- **Task brief**
Gather every line of the data below that contains the word "dark", and copy each one out in full.

- **Data extract**

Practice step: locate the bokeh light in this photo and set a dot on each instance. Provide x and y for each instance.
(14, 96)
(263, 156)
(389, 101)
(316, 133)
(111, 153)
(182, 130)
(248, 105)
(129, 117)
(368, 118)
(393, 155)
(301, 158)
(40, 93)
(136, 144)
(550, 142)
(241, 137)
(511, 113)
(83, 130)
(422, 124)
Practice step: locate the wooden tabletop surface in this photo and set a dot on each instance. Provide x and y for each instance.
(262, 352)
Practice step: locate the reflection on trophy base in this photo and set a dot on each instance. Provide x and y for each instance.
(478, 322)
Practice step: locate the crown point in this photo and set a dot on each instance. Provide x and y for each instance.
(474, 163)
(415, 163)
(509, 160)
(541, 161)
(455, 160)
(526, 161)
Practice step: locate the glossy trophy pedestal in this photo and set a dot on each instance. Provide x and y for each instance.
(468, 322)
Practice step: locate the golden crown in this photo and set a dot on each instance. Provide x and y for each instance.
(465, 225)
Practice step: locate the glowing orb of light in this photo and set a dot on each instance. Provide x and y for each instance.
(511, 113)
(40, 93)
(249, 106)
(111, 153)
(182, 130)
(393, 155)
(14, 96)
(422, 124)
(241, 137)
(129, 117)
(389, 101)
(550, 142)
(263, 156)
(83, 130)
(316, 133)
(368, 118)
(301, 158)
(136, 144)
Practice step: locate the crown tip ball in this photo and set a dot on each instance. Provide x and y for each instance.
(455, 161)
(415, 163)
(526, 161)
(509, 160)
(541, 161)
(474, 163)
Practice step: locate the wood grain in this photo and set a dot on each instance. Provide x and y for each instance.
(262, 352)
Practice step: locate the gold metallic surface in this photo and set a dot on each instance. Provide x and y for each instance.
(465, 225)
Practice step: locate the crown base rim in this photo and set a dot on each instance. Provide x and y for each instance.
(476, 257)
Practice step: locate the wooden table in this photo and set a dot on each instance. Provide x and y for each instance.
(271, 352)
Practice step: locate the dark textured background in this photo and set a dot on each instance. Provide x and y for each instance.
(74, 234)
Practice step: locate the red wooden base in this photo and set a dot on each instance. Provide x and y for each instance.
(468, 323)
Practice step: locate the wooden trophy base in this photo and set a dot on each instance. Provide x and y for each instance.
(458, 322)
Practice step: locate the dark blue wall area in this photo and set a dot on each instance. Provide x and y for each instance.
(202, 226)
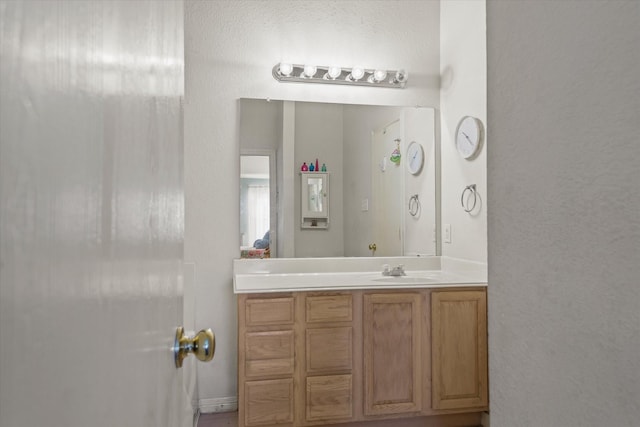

- **Result of this exercise**
Practice step: locate the dark textured background in this photo and set a dot on each instance. Provide x and y for each instance.
Practice step: locate the dark blue wall area in this photo and set a dot on each instance. Provide x and y for each instance.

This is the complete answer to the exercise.